**Work item:**
Lines of the listing that contain "backrest" need to be copied.

**Dataset records:**
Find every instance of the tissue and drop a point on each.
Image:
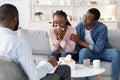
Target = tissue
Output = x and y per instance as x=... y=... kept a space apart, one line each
x=68 y=57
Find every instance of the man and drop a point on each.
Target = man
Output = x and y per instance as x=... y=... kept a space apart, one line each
x=93 y=43
x=18 y=50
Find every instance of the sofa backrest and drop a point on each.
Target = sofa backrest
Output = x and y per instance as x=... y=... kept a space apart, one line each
x=114 y=38
x=38 y=40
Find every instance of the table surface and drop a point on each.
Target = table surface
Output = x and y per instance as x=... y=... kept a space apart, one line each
x=82 y=71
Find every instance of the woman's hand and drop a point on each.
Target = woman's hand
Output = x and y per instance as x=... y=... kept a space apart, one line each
x=53 y=61
x=59 y=32
x=75 y=38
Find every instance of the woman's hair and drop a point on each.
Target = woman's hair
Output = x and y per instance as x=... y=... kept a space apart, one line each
x=62 y=13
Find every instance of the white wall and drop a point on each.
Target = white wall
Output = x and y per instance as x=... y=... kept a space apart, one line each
x=23 y=8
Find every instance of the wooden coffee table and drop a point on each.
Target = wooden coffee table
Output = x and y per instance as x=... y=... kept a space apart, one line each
x=82 y=71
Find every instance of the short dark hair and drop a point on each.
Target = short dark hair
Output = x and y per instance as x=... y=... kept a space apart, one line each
x=62 y=13
x=95 y=12
x=8 y=11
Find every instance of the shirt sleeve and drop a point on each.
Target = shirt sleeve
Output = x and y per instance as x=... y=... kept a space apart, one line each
x=67 y=44
x=54 y=44
x=25 y=59
x=101 y=41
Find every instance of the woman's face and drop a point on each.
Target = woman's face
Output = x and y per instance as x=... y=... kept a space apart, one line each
x=88 y=20
x=59 y=21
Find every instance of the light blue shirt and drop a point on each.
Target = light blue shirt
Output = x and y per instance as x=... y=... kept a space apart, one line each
x=18 y=50
x=88 y=37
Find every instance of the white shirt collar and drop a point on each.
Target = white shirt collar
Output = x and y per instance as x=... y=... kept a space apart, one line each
x=6 y=30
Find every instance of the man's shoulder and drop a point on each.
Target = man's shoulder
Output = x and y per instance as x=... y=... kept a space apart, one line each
x=101 y=26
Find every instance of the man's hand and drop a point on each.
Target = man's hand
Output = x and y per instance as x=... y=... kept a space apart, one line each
x=53 y=61
x=75 y=38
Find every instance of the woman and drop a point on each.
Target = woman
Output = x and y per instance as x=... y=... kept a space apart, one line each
x=59 y=35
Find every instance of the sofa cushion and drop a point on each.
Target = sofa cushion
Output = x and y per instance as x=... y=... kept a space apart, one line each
x=114 y=38
x=9 y=70
x=37 y=40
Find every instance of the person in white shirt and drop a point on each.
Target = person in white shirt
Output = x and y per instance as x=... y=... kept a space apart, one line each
x=19 y=51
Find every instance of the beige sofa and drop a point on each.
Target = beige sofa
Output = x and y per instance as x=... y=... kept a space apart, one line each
x=39 y=43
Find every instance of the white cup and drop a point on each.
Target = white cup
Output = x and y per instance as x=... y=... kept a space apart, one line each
x=96 y=64
x=86 y=62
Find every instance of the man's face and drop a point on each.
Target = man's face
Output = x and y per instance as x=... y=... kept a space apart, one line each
x=88 y=20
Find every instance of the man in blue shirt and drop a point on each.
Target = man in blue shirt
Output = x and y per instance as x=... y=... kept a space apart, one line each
x=92 y=42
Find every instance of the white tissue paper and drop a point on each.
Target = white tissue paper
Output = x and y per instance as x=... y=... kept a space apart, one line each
x=68 y=61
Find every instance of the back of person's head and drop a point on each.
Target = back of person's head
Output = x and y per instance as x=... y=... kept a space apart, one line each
x=62 y=13
x=95 y=12
x=7 y=11
x=9 y=16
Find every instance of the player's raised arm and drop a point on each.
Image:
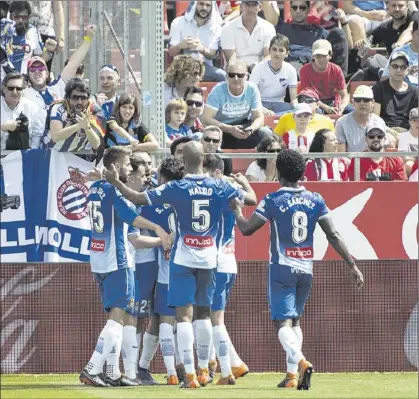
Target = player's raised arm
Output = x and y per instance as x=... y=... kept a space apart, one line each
x=112 y=176
x=340 y=247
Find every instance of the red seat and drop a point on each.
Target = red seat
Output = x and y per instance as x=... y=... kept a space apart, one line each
x=240 y=165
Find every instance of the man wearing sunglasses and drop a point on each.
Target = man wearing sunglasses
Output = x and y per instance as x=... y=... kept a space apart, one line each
x=378 y=169
x=74 y=123
x=350 y=129
x=13 y=106
x=394 y=98
x=43 y=92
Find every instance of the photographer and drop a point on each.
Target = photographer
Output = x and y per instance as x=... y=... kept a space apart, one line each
x=378 y=169
x=21 y=120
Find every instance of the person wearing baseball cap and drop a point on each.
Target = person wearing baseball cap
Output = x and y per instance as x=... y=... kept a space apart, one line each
x=317 y=122
x=378 y=169
x=327 y=78
x=394 y=98
x=350 y=129
x=300 y=138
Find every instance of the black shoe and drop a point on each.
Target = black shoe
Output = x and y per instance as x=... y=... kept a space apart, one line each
x=92 y=380
x=145 y=377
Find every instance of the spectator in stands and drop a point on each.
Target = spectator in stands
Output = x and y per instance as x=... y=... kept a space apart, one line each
x=184 y=71
x=302 y=34
x=27 y=41
x=327 y=78
x=411 y=50
x=212 y=138
x=274 y=76
x=198 y=33
x=46 y=14
x=265 y=169
x=19 y=116
x=43 y=92
x=351 y=128
x=175 y=116
x=109 y=81
x=194 y=97
x=378 y=169
x=247 y=38
x=394 y=98
x=75 y=123
x=409 y=141
x=317 y=122
x=123 y=128
x=300 y=138
x=326 y=169
x=176 y=148
x=229 y=106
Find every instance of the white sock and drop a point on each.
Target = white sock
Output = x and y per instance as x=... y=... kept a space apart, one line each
x=108 y=338
x=203 y=341
x=167 y=347
x=150 y=345
x=234 y=357
x=185 y=345
x=292 y=367
x=130 y=351
x=222 y=343
x=112 y=362
x=289 y=342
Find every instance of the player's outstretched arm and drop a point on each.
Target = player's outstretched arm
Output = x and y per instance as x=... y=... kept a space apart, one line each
x=112 y=176
x=247 y=226
x=340 y=247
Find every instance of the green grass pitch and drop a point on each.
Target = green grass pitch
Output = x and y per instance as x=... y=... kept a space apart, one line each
x=351 y=385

**Expected answer:**
Find every instance of the sofa backrest and drop a point on each.
Target = sofa backrest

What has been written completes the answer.